**EXCERPT TO READ:**
# Knicks At Nets



## Knicksbiggestfan (Apr 29, 2003)

We need to win this freakin game.
Cleveland plays the Bucks and Bean Town plays Goldens State, both of these games could swing either way.


----------



## truth (Jul 16, 2002)

is kidd or kmart playing


----------



## schub (Jul 13, 2003)

> Originally posted by <b>truth</b>!
> is kidd or kmart playing


Nope. Both are out.


----------



## truth (Jul 16, 2002)

lucky break..no excuses then


----------



## Fordy74 (May 22, 2002)

Marbury's 1st game in the meadowlands with a Knicks uni.


----------



## Rashidi (Oct 2, 2003)

> Marbury's 1st game in the meadowlands with a Knicks uni.


And perhaps his last, given the whole Brooklyn craze and all. Could they move the team by next season? I'm leaning towards no.


----------



## Fordy74 (May 22, 2002)

I dont think the brooklyn thing is going to happen in the near future either.


----------



## truth (Jul 16, 2002)

the brooklyn thing is way away,like 3 years if they can puch it thru..


----------



## Knicksbiggestfan (Apr 29, 2003)

No Kmart No Kidd no excuses is VH playing against cleveland?


----------



## truth (Jul 16, 2002)

dont think so,and eric williams is out for cleveland


----------



## NYKBaller (Oct 29, 2003)

VH is out for Mil? I'll start Mason on my fantasy roster then....


----------



## son of oakley (Dec 24, 2003)

4th quarter, Knicks down by 20, Nets shooting 63%. Man, who knew what good defenders VH and Doleac were...

[Items from a data source]
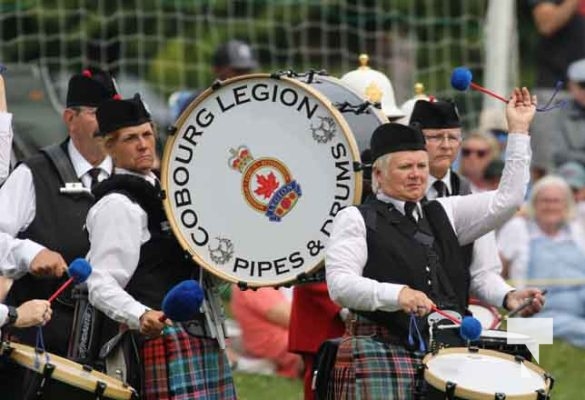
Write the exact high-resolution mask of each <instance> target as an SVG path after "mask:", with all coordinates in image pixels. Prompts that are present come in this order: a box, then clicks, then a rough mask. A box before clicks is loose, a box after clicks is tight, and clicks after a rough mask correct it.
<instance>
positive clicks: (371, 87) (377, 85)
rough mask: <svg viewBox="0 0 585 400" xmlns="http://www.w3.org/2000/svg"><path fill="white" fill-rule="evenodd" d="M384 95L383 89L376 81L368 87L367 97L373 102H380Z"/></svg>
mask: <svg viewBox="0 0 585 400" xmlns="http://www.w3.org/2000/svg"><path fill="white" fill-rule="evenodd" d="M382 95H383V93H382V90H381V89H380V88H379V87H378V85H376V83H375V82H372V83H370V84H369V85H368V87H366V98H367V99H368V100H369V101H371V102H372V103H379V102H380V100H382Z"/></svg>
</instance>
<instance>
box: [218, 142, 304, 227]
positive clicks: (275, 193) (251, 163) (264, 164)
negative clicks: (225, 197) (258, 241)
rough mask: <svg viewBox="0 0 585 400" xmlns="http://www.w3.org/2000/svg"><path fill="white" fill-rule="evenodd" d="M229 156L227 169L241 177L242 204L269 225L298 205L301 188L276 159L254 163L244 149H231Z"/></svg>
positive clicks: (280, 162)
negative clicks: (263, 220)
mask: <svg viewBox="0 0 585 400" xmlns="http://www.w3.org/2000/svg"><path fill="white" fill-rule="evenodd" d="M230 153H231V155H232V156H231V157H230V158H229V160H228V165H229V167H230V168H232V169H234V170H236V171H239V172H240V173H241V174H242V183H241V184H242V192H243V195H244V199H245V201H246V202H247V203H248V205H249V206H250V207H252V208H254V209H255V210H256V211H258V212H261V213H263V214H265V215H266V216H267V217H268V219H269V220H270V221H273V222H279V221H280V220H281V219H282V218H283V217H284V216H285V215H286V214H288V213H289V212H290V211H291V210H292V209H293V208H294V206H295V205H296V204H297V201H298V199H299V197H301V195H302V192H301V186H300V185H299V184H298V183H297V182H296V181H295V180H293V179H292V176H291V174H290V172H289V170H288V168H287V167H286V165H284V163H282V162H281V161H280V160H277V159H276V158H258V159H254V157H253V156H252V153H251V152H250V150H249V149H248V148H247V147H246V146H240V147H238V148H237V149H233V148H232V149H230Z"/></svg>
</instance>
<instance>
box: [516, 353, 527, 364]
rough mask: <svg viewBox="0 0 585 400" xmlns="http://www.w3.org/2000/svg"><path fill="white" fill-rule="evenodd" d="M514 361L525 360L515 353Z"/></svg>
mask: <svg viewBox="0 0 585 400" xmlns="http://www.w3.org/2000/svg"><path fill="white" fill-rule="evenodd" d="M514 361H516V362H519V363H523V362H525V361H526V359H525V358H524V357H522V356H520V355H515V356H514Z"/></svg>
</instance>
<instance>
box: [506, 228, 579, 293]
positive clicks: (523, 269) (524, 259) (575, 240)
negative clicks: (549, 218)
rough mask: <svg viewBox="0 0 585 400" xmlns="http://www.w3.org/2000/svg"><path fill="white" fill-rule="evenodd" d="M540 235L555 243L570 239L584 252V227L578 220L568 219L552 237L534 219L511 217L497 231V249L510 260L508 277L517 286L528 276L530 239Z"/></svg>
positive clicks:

**PROBLEM TO WORK ON:** Give every distinct username that posts in the Knicks at Nets thread, counting each poster once. These items are separate material and have no connection to the thread above.

**WRITTEN RESPONSE:** Knicksbiggestfan, truth, schub, Fordy74, Rashidi, NYKBaller, son of oakley